点标注记录
=-=-=

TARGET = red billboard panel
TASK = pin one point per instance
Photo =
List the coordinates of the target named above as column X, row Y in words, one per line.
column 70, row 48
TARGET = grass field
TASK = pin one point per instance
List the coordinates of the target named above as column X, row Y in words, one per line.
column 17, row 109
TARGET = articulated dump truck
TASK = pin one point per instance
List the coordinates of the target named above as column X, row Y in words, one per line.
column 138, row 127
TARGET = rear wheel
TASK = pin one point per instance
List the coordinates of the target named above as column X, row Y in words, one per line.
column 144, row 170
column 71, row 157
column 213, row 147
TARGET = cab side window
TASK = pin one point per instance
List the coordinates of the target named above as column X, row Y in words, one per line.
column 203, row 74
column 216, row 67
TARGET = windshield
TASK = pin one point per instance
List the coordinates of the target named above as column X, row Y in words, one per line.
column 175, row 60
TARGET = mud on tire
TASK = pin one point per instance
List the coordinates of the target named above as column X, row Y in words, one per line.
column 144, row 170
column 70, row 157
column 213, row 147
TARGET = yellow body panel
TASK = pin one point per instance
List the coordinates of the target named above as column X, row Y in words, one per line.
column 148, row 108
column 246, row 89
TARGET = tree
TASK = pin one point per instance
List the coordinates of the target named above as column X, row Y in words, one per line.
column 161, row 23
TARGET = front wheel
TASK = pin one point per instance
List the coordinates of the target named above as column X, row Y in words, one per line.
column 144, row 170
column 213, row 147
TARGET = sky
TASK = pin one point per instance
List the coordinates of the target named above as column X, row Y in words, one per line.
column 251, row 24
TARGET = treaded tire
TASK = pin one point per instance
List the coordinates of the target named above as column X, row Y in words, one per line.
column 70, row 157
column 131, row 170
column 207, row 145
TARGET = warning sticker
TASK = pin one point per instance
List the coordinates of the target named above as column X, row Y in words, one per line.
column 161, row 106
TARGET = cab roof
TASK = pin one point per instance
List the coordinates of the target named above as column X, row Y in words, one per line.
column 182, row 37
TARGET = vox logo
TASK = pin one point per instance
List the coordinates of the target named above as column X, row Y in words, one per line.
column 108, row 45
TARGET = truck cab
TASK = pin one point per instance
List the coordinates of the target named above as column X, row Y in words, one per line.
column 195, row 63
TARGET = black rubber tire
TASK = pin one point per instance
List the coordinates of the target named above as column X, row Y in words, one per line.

=-=-=

## 任务要求
把记录中从含有“TARGET = articulated dump truck”的那一行到含有“column 175, row 60”的那一行一字不改地照抄下来，首尾两行都要包括在内。

## 本题答案
TARGET = articulated dump truck
TASK = pin one point per instance
List the coordinates of the target named above as column X, row Y in words, one per line.
column 138, row 127
TARGET = rear wheel
TASK = pin one point per instance
List the coordinates of the target named above as column X, row Y in words, one per line.
column 144, row 170
column 71, row 157
column 213, row 147
TARGET = cab side window
TASK = pin one point per instance
List the coordinates of the target named above as column X, row Y in words, one per line.
column 203, row 74
column 216, row 67
TARGET = windshield
TASK = pin one point per instance
List the coordinates of the target named above as column X, row Y in words, one per line.
column 175, row 60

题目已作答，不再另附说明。